Mix-in Class for libGAP-based Groups

This class adds access to GAP functionality to groups such that parent and element have a gap() method that returns a libGAP object for the parent/element.

If your group implementation uses libgap, then you should add GroupMixinLibGAP as the first class that you are deriving from. This ensures that it properly overrides any default methods that just raise NotImplemented.

class sage.groups.libgap_mixin.GroupElementMixinLibGAP

Bases: object

order()

Return the order of this group element, which is the smallest positive integer n such that g^n = 1, or +Infinity if no such integer exists.

EXAMPLES:

sage: k = GF(7);
sage: G = MatrixGroup([matrix(k,2,[1,1,0,1]), matrix(k,2,[1,0,0,2])]); G
Matrix group over Finite Field of size 7 with 2 generators (
[1 1]  [1 0]
[0 1], [0 2]
)
sage: G.order()
21
sage: G.gen(0).order(), G.gen(1).order()
(7, 3)

sage: k = QQ;
sage: G = MatrixGroup([matrix(k,2,[1,1,0,1]), matrix(k,2,[1,0,0,2])]); G
Matrix group over Rational Field with 2 generators (
[1 1]  [1 0]
[0 1], [0 2]
)
sage: G.order()
+Infinity
sage: G.gen(0).order(), G.gen(1).order()
(+Infinity, +Infinity)

sage: gl = GL(2, ZZ);  gl
General Linear Group of degree 2 over Integer Ring
sage: g = gl.gen(2);  g
[1 1]
[0 1]
sage: g.order()
+Infinity
word_problem(gens=None)

Solve the word problem.

== PROBLEMS TO WORK ON ==
• 1. Reproduce the part of the libGAP mixin documentation that begins at the words "This class adds" and stops after the words "just raise NotImplemented.".
• 2. Write the next part of the libGAP mixin documentation, picking up after its final sentence.
The lines that follow come from a separate source.

Data records:
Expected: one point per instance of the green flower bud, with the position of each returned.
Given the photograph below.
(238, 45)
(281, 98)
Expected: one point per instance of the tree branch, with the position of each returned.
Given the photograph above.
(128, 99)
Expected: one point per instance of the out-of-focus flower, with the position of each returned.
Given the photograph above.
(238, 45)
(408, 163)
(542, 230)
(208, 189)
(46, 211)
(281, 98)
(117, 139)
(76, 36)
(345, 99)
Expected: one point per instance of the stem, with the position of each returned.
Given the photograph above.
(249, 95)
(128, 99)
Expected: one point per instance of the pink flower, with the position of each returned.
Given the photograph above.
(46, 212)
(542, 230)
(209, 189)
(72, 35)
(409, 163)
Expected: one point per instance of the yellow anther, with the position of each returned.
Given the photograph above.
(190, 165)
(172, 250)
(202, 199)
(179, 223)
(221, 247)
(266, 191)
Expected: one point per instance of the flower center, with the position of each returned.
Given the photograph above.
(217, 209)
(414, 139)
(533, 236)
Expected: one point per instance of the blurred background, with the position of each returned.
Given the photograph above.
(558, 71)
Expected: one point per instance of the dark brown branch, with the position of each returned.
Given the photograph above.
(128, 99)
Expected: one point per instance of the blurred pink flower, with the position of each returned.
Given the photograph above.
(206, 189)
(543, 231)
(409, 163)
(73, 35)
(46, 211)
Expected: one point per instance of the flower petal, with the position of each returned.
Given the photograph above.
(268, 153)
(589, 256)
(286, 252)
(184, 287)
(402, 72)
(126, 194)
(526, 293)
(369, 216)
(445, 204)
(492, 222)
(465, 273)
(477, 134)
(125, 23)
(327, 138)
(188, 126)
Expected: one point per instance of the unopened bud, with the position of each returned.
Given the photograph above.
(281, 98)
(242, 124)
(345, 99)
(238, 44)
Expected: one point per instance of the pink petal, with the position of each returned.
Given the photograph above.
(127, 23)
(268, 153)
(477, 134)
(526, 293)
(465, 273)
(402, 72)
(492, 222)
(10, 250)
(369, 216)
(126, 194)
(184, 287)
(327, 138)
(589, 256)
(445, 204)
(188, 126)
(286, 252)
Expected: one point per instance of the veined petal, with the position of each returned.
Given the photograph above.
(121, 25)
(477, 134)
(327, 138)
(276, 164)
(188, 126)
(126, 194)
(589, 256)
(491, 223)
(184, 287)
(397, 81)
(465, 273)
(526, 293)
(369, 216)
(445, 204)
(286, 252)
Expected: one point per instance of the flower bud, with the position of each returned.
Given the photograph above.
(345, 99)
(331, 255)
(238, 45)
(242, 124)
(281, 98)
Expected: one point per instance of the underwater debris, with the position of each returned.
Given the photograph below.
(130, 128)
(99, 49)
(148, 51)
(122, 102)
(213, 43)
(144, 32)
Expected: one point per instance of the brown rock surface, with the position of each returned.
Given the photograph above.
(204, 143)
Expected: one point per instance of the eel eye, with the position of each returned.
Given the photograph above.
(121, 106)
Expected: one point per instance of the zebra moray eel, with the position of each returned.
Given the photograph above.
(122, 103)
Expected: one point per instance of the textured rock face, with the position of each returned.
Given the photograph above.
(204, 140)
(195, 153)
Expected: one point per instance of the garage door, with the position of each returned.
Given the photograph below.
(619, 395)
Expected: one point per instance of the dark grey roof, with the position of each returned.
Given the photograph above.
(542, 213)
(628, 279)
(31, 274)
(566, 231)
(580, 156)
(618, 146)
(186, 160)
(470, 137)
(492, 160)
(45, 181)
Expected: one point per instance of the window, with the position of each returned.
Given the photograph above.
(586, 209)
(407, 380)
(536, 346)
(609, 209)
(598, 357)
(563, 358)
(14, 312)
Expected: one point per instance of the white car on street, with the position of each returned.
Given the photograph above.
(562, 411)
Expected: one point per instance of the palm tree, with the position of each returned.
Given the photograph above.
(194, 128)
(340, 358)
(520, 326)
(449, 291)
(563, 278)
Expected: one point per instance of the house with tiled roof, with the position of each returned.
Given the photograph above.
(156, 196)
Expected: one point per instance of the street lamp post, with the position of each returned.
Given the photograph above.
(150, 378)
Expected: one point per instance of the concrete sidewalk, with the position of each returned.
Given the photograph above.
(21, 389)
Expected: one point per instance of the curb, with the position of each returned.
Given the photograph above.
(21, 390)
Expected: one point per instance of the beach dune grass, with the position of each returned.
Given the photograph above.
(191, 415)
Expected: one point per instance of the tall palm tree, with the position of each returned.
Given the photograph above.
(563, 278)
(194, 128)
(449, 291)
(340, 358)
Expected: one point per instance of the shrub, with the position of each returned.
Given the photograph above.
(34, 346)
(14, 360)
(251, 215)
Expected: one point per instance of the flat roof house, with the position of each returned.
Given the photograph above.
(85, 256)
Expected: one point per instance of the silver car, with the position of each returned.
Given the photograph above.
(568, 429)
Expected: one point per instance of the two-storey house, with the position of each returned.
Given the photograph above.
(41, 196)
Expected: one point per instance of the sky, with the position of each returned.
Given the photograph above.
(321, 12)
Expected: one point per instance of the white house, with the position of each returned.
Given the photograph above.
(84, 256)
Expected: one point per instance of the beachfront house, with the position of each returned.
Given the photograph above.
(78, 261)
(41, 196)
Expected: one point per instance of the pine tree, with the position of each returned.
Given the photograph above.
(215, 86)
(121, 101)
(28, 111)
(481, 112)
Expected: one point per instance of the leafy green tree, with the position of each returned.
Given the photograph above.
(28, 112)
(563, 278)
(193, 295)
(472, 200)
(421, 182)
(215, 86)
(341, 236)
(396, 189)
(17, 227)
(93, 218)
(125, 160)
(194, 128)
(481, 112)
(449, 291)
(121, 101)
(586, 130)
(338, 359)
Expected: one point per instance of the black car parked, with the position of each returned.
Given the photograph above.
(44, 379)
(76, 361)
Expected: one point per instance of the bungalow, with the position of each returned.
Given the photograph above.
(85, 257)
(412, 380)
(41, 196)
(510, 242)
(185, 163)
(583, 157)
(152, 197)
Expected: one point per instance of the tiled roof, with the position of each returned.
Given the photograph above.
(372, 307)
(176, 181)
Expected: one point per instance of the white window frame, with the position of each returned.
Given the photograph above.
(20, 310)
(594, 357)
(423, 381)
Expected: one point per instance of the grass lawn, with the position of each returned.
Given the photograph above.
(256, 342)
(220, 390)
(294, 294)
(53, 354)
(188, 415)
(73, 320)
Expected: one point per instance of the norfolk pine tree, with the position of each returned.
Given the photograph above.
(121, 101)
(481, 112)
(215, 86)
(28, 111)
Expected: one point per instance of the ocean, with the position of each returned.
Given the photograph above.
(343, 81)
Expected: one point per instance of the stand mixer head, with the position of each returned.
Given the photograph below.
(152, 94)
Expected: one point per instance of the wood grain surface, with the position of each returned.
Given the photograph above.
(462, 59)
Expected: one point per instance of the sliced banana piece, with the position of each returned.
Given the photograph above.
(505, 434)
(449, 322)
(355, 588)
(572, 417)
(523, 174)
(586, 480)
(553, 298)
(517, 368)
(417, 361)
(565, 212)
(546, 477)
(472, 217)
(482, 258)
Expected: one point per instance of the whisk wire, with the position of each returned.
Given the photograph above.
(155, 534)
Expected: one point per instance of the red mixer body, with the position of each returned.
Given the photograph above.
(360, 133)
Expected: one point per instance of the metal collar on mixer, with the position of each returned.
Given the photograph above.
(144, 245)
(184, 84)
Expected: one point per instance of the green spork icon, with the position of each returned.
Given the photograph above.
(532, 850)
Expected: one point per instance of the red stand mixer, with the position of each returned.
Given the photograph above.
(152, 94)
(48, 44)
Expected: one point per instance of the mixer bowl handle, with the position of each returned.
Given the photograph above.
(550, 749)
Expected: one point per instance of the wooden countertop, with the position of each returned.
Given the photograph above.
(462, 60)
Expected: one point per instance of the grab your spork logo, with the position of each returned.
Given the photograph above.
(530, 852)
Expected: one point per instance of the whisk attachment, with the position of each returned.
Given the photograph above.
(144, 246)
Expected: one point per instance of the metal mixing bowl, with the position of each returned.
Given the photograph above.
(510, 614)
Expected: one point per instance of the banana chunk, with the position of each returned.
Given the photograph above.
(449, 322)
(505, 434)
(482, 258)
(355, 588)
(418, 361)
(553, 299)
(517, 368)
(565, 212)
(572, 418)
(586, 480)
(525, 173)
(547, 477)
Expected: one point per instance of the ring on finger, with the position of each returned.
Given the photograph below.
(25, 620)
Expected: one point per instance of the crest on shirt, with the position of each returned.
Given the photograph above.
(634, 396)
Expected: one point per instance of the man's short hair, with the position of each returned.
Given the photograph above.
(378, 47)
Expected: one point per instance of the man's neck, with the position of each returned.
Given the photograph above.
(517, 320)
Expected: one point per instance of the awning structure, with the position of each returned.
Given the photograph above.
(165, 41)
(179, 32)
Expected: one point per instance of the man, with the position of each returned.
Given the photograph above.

== RESULTS OF THE TASKS ==
• 1.
This class adds access to GAP functionality to groups such that parent and element have a gap() method that returns a libGAP object for the parent/element.

If your group implementation uses libgap, then you should add GroupMixinLibGAP as the first class that you are deriving from. This ensures that it properly overrides any default methods that just raise NotImplemented.

• 2.
This method writes the group element as a product of the elements of the list gens, or the standard generators of the parent of self if gens is None.

INPUT:

  • gens – a list/tuple/iterable of elements (or objects that can be converted to group elements), or None (default). By default, the generators of the parent group are used.

OUTPUT:

A factorization object that contains information about the order of factors and the exponents. A ValueError is raised if the group element cannot be written as a word in gens.

ALGORITHM:

Use GAP, which has optimized algorithms for solving the word problem (the GAP functions EpimorphismFromFreeGroup and PreImagesRepresentative).

EXAMPLE:

sage: G = GL(2,5); G
General Linear Group of degree 2 over Finite Field of size 5
sage: G.gens()
(
[2 0]  [4 1]
[0 1], [4 0]
)
sage: G(1).word_problem([G.gen(0)])
1
sage: type(_)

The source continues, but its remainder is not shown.